• **STATED TASK**:
Only the lines from the line holding "Could you please spot the black" to the last line should be output, each exactly as given.

• **EXCERPTED DATA**:
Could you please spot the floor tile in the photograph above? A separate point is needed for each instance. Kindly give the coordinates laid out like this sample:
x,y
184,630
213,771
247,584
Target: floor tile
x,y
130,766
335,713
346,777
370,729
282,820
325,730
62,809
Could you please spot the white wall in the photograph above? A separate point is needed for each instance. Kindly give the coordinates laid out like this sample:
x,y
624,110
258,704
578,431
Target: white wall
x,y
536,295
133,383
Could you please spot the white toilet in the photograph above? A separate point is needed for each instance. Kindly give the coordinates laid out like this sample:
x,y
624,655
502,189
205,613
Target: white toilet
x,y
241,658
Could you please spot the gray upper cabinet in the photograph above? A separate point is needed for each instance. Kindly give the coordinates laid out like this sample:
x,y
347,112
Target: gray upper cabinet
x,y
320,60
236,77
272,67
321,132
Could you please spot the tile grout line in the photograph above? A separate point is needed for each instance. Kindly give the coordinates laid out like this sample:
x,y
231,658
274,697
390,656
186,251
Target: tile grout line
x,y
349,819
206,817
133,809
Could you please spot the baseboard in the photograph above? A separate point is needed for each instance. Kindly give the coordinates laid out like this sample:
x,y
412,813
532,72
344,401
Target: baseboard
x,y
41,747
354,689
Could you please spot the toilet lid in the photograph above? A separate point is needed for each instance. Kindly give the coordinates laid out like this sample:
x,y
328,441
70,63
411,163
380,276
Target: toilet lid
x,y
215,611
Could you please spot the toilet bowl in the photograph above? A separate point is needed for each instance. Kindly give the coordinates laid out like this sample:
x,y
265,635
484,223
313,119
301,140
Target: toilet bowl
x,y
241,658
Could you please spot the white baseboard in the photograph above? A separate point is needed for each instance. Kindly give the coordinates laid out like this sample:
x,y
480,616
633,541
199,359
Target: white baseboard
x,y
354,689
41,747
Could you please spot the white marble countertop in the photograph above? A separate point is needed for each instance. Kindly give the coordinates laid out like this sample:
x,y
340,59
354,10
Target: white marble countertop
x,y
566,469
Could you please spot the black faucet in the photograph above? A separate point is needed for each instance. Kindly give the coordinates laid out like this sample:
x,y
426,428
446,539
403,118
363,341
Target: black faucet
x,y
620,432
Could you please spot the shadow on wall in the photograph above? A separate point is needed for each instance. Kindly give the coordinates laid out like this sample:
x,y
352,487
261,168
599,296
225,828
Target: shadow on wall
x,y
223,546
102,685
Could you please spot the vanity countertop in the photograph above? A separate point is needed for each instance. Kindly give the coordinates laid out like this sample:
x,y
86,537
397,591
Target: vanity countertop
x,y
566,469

• **RESPONSE TO THE TASK**:
Could you please spot the black faucet in the photograph above? A separate point is needed for each instance. Kindly give the coordinates laid out like this sample:
x,y
426,428
446,539
403,118
363,341
Target: black faucet
x,y
620,432
Could you please spot the shadow on wall in the photograph above? A separate point is needed for each instance. Kindly give the coordinates laid out like this sample:
x,y
352,487
261,168
599,296
225,828
Target: shadow on wall
x,y
223,546
102,685
Could you please spot the vanity countertop in the photograph above? A separate point is needed for each instance. Kindly give the coordinates laid out like this sample:
x,y
86,537
397,591
Target: vanity countertop
x,y
566,469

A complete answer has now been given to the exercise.